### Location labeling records
-- START --
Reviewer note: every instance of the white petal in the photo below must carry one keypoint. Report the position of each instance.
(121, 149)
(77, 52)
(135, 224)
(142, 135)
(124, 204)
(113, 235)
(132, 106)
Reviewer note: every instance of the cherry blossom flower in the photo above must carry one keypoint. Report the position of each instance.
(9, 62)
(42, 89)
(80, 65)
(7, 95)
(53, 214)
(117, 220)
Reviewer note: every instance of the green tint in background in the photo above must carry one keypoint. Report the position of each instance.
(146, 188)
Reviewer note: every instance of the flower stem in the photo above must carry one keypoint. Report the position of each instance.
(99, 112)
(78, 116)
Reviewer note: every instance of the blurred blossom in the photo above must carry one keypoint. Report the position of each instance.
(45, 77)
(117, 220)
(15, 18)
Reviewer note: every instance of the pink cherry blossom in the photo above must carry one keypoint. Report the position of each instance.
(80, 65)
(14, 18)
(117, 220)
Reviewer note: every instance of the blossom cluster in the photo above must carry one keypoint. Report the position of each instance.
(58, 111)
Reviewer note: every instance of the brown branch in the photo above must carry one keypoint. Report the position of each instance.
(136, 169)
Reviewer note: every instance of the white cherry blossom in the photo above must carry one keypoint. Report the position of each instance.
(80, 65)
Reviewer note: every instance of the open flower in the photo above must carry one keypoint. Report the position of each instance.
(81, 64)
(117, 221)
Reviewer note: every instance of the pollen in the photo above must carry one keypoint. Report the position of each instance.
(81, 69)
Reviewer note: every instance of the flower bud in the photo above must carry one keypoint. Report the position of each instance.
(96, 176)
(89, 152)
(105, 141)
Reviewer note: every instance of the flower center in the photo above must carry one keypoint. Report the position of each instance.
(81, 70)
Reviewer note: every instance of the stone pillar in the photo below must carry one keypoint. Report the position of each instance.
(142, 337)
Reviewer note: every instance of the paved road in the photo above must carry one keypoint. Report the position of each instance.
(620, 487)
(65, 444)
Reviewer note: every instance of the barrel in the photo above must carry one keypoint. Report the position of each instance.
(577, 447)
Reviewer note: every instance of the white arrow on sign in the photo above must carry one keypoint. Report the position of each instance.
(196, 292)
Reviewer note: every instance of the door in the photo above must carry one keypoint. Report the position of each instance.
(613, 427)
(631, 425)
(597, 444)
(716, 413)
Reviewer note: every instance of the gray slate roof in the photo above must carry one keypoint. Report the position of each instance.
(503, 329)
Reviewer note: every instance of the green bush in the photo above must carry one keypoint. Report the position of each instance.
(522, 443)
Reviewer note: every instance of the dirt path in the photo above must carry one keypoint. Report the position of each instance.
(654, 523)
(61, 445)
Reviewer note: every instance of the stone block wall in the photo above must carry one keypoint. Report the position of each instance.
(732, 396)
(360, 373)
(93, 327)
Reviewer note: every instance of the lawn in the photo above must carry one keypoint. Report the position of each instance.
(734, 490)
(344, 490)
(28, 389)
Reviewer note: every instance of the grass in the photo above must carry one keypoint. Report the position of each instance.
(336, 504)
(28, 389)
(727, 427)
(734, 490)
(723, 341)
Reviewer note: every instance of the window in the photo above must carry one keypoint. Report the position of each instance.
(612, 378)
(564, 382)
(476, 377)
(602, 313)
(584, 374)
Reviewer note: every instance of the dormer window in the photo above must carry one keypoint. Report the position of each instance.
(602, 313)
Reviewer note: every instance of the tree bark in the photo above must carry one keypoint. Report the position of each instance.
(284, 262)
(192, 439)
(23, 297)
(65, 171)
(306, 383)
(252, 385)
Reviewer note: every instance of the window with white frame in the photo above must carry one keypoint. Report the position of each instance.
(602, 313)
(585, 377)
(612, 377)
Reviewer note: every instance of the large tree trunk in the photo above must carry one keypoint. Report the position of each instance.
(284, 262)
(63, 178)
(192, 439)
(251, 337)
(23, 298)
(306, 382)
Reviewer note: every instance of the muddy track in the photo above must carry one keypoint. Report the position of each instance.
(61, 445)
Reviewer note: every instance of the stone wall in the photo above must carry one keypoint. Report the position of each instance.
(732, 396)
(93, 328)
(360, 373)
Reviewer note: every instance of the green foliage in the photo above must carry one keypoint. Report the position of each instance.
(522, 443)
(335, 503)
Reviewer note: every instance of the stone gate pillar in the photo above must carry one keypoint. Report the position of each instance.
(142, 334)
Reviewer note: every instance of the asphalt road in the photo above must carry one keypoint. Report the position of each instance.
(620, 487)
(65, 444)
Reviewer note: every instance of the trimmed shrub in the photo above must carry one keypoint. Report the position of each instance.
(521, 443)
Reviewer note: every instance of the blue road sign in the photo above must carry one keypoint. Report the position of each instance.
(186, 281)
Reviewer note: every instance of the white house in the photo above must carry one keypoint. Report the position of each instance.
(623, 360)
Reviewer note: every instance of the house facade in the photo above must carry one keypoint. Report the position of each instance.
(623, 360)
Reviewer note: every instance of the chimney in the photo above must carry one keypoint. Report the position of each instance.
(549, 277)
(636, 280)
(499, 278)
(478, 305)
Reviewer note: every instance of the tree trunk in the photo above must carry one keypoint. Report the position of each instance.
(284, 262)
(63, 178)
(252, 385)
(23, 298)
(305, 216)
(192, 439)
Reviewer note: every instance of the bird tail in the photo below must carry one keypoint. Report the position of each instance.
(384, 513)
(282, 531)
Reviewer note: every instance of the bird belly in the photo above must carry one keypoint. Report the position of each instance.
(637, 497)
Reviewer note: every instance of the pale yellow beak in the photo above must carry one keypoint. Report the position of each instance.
-- END --
### What the task asks
Rewrite all of the material, changing every "Reviewer note" to "Labeler note" and leaving everything else as it is.

### Output below
Labeler note: every instance of the white petal in the photo below must carry one keypoint. Report the position of each instance.
(121, 149)
(77, 52)
(135, 224)
(142, 135)
(124, 204)
(113, 235)
(132, 106)
Labeler note: every instance of the cherry blossom flower in the photo above must carry one keypoint. Report the position of each instance.
(9, 62)
(42, 89)
(80, 65)
(7, 95)
(53, 214)
(117, 220)
Labeler note: every instance of the green tint in background in the photo above must carry one keypoint. Report the position of each instance.
(146, 188)
Labeler note: every instance of the flower stem in the photo above must carry one keypoint. Report the position of each instance.
(99, 112)
(78, 116)
Labeler note: every instance of the blurred blossom in the photo above must carry one keypoint. Report the position of each instance.
(45, 77)
(117, 220)
(15, 18)
Labeler note: every instance of the pink cherry blossom in the photo above must carry one keypoint. Report the position of each instance.
(80, 65)
(14, 18)
(117, 220)
Labeler note: every instance of the blossom cluster in the photo above must carry one keypoint. Report the position of each instance.
(58, 111)
Labeler note: every instance of the brown branch in the photo above must carry one keypoint. Report the position of each instance.
(136, 169)
Labeler note: every instance of the white cherry blossom in the photo above must carry one keypoint. Report the position of each instance.
(80, 65)
Labeler note: every instance of the open flower in the photo above must carry one keypoint. Report the position of each instance.
(81, 64)
(117, 221)
Labeler note: every instance of the pollen in the photo above must carry one keypoint. Report the position of each instance.
(81, 69)
Labeler note: every instance of the flower bud in the photo above must carry one keypoint. Report the position of each instance.
(96, 176)
(89, 152)
(105, 141)
Labeler note: every instance of the flower center in the photo above must carry one keypoint. Report the position of each instance.
(81, 70)
Labeler note: every instance of the stone pillar in the photo below must carry one keypoint. Report the position of each instance.
(142, 337)
Labeler note: every instance of the paved road in the photo above must carry one keypoint. Report the position of each instance.
(620, 487)
(65, 444)
Labeler note: every instance of the barrel in the photo above must carry one keypoint. Report the position of each instance.
(577, 447)
Labeler note: every instance of the white arrow on sign in the photo above must carry one keypoint. Report the position of each instance.
(196, 292)
Labeler note: every instance of the door in the photo above must carry one keypoint. Report the position of each instance.
(613, 427)
(631, 425)
(597, 444)
(716, 413)
Labeler note: every instance of the gray slate roof in the photo above must carry one keypoint. Report the position of each instance.
(503, 329)
Labeler note: every instance of the green bush in the photo above must carry one keypoint. Report the position of each instance.
(522, 443)
Labeler note: every instance of the dirt path in the photo above must carry one keypoint. Report the position of each instance.
(654, 523)
(61, 445)
Labeler note: every instance of the stone block wall in the photo above must carry one keypoint. Report the position of each instance.
(732, 396)
(360, 373)
(93, 327)
Labeler note: every instance of the lawn in the photo above must carry one keypoint. Report the position of each instance.
(734, 490)
(344, 490)
(28, 389)
Labeler note: every instance of the grass in the photo above must carry one keypoint. Report the position of each instance.
(336, 504)
(28, 389)
(727, 427)
(734, 490)
(723, 341)
Labeler note: every instance of the window in the photo above must carry one keypoint. Report the position of each instance.
(612, 378)
(564, 382)
(476, 377)
(602, 313)
(584, 374)
Labeler note: every instance of the dormer window in the photo above must carry one keypoint. Report the position of each instance.
(602, 313)
Labeler note: every instance of the tree bark in the photo above must carry one keypoint. Report the position of each instance.
(284, 262)
(192, 439)
(23, 297)
(65, 171)
(306, 383)
(252, 385)
Labeler note: every instance of the window with white frame in the photo above must carry one keypoint. Report the position of each instance.
(602, 313)
(585, 377)
(612, 377)
Labeler note: every instance of the large tree trunk in the photo above must carry one keypoint. Report the position of each instance.
(284, 262)
(63, 178)
(192, 439)
(251, 337)
(23, 298)
(306, 382)
Labeler note: every instance of the muddy track in the photo above must carry one keypoint. Report the position of each instance.
(61, 445)
Labeler note: every instance of the stone wall in the photo above must carry one keypoint. Report the position of each instance.
(732, 396)
(93, 328)
(360, 373)
Labeler note: every instance of the green foliage in the photo above must carry one keypoint. Report the position of each instance.
(522, 443)
(335, 503)
Labeler note: every instance of the stone gate pillar in the photo above must carry one keypoint. Report the position of each instance.
(142, 334)
Labeler note: every instance of the asphalt road in the photo above must carry one keypoint. Report the position of each instance.
(620, 487)
(65, 444)
Labeler note: every instance of the trimmed shrub in the photo above must carry one keypoint. Report the position of each instance.
(521, 443)
Labeler note: every instance of the blue road sign in the photo above must carry one keypoint. Report the position of each instance.
(186, 281)
Labeler note: every instance of the white house in the photo above must carry one keypoint. Report the position of each instance.
(623, 360)
Labeler note: every instance of the house facade in the photo above must carry one keypoint. Report the position of each instance.
(623, 360)
Labeler note: every instance of the chimney in the photo above must carry one keypoint. Report the position of each instance.
(549, 277)
(636, 280)
(499, 278)
(478, 305)
Labeler note: every instance of the tree trunk in the photo above must carry one keypoint. Report the position of each instance.
(284, 262)
(63, 178)
(252, 385)
(23, 298)
(305, 216)
(192, 439)
Labeler note: every instance of the bird tail in the photo below must carry one keypoint. Report the position of each instance.
(384, 513)
(282, 531)
Labeler note: every instance of the bird belly in the photo above must carry one keypoint. Report the position of each instance.
(637, 497)
Labeler note: every instance of the pale yellow beak in the photo above must carry one keypoint. Report the position of each instance.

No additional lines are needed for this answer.